**Exercise description**:
Output every entry below word for word, minus the images.

Records drawn from a dataset
[Start of Attachment]

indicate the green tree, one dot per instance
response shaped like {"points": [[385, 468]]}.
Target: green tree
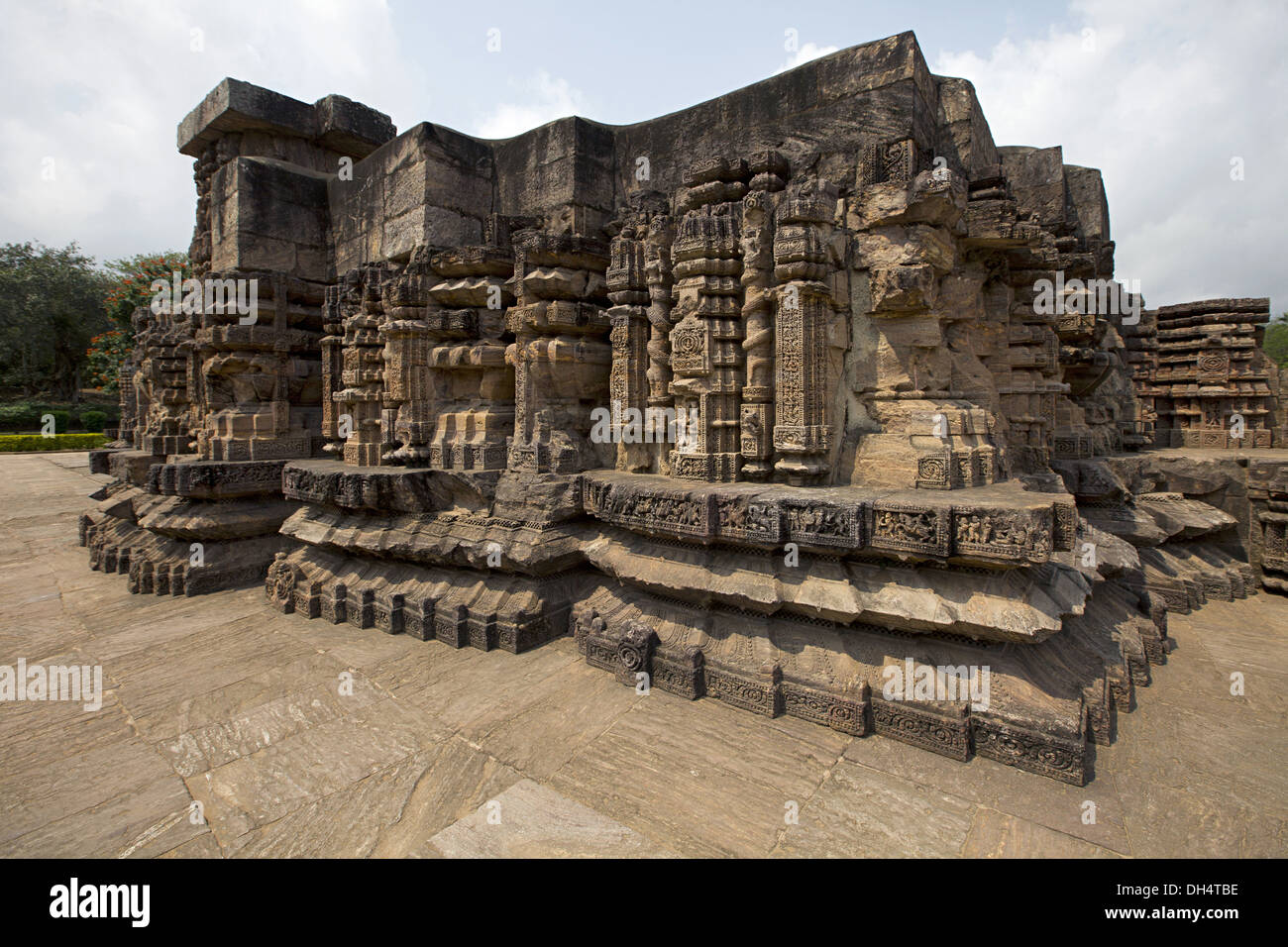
{"points": [[51, 307], [1276, 341], [130, 281]]}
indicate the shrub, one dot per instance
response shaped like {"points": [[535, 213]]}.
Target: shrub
{"points": [[16, 444], [20, 416], [62, 421]]}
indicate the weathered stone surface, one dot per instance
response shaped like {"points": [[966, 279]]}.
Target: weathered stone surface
{"points": [[831, 395]]}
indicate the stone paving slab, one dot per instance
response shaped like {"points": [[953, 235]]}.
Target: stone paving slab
{"points": [[303, 738]]}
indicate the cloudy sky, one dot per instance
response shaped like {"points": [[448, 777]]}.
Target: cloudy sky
{"points": [[1170, 98]]}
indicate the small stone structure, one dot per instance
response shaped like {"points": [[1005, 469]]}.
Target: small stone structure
{"points": [[803, 399], [1212, 385]]}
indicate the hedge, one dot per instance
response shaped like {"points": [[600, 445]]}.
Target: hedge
{"points": [[13, 444], [27, 416]]}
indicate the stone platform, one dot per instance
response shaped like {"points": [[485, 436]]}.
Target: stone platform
{"points": [[220, 701]]}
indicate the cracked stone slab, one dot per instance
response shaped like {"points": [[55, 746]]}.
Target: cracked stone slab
{"points": [[533, 821]]}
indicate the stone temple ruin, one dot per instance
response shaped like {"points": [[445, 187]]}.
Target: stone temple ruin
{"points": [[809, 398]]}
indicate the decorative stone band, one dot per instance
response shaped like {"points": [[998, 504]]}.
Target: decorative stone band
{"points": [[217, 479], [949, 728], [836, 521]]}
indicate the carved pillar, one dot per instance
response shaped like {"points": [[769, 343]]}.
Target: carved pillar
{"points": [[559, 355], [706, 343], [756, 421], [802, 265], [657, 270], [362, 369], [333, 361], [634, 429], [473, 384], [406, 361]]}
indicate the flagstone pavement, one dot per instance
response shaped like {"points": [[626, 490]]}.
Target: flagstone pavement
{"points": [[438, 753]]}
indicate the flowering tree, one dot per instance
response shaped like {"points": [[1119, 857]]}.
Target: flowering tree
{"points": [[103, 359], [130, 281]]}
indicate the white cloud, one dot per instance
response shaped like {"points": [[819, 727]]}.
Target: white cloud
{"points": [[810, 51], [542, 98], [1160, 95], [101, 88]]}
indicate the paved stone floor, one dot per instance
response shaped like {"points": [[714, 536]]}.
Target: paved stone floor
{"points": [[462, 753]]}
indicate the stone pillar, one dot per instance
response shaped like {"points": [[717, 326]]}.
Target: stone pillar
{"points": [[634, 429], [473, 384], [756, 420], [559, 356], [706, 342], [802, 265], [362, 371]]}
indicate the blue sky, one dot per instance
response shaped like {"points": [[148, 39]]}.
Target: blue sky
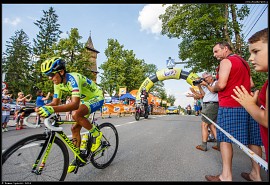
{"points": [[135, 26]]}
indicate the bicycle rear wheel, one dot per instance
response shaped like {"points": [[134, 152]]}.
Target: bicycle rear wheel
{"points": [[109, 145], [18, 160]]}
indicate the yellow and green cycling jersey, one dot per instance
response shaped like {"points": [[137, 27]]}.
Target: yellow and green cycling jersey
{"points": [[79, 86]]}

[End of Attachment]

**Output for this exercise**:
indicate the green tree, one dot per instance
response shaped like {"points": [[385, 468]]}.
Target: green tree
{"points": [[51, 307], [1276, 341], [130, 281]]}
indicate the shrub, one dot per instance
response shaped like {"points": [[535, 213]]}.
Target: shrub
{"points": [[16, 444], [20, 416], [62, 421]]}
indicate the weathered stone surface, one dot per instance
response shaped like {"points": [[966, 279]]}.
Target: weathered stone surface
{"points": [[831, 395]]}
indicate the stone paving slab, one dot per instance
response shaped like {"points": [[953, 235]]}.
Target: stone paving slab
{"points": [[303, 738]]}
indicate the cloudy sky, one dot per instance
response shaped like {"points": [[448, 777]]}.
Target: cloudy sky
{"points": [[1170, 98]]}
indicate the small stone structure, one dot per instance
response shaped like {"points": [[1005, 469]]}.
Target: small stone structure
{"points": [[803, 399], [1212, 385]]}
indicate the hedge, one dot per instance
response shaped like {"points": [[600, 445]]}.
Target: hedge
{"points": [[13, 444], [27, 416]]}
indicate the stone platform, one dot per instance
response shaped like {"points": [[485, 436]]}.
Target: stone platform
{"points": [[220, 701]]}
indicate the cracked stone slab, one dot per instance
response shaped like {"points": [[55, 746]]}.
Target: cracked stone slab
{"points": [[533, 821]]}
indicate the stone temple ruin, one dot per instance
response shaped like {"points": [[445, 187]]}.
Target: stone temple ruin
{"points": [[809, 398]]}
indicate the decorative stone band, one dot per instance
response shaped like {"points": [[998, 504]]}.
Target: decorative stone band
{"points": [[217, 479], [949, 728], [836, 521]]}
indicate the carved pillar, one dot per instance
response shaped like {"points": [[769, 343]]}.
Target: carved pillar
{"points": [[559, 355], [706, 343], [756, 421], [802, 265], [657, 270], [362, 369], [333, 361], [634, 429], [473, 384], [406, 361]]}
indicate the flagstone pavement, one dot per instance
response shaped like {"points": [[626, 490]]}.
Target: flagstone pavement
{"points": [[438, 753]]}
indicate the flowering tree, one dot per instance
response shaped like {"points": [[1119, 857]]}.
Target: flowering tree
{"points": [[103, 359], [130, 281]]}
indicate the white cloud, one dot per instance
response shaped like {"points": [[819, 727]]}.
Target: white cloud
{"points": [[810, 51], [542, 98], [1160, 95], [101, 88]]}
indicate the paved stone floor, one dot per instance
response shaped like {"points": [[714, 536]]}.
Target: paved stone floor
{"points": [[462, 753]]}
indicate the stone pillar, one dot per instance
response shaped like {"points": [[717, 326]]}.
Target: stone pillar
{"points": [[634, 429], [473, 384], [756, 420], [559, 356], [706, 342], [802, 265], [362, 371]]}
indicate the blue sky, one dot per instance
response shaped like {"points": [[148, 39]]}.
Target: blue sky
{"points": [[135, 26]]}
indicate the bicycle rear wheel, one dot per instance
response shaped like {"points": [[134, 152]]}.
Target: bicycle rear wheel
{"points": [[109, 145], [18, 160]]}
indicate the yellow and green cycling jersey, one dot per instance
response shaped like {"points": [[137, 27]]}.
Target: yellow and green cycling jersey
{"points": [[79, 86]]}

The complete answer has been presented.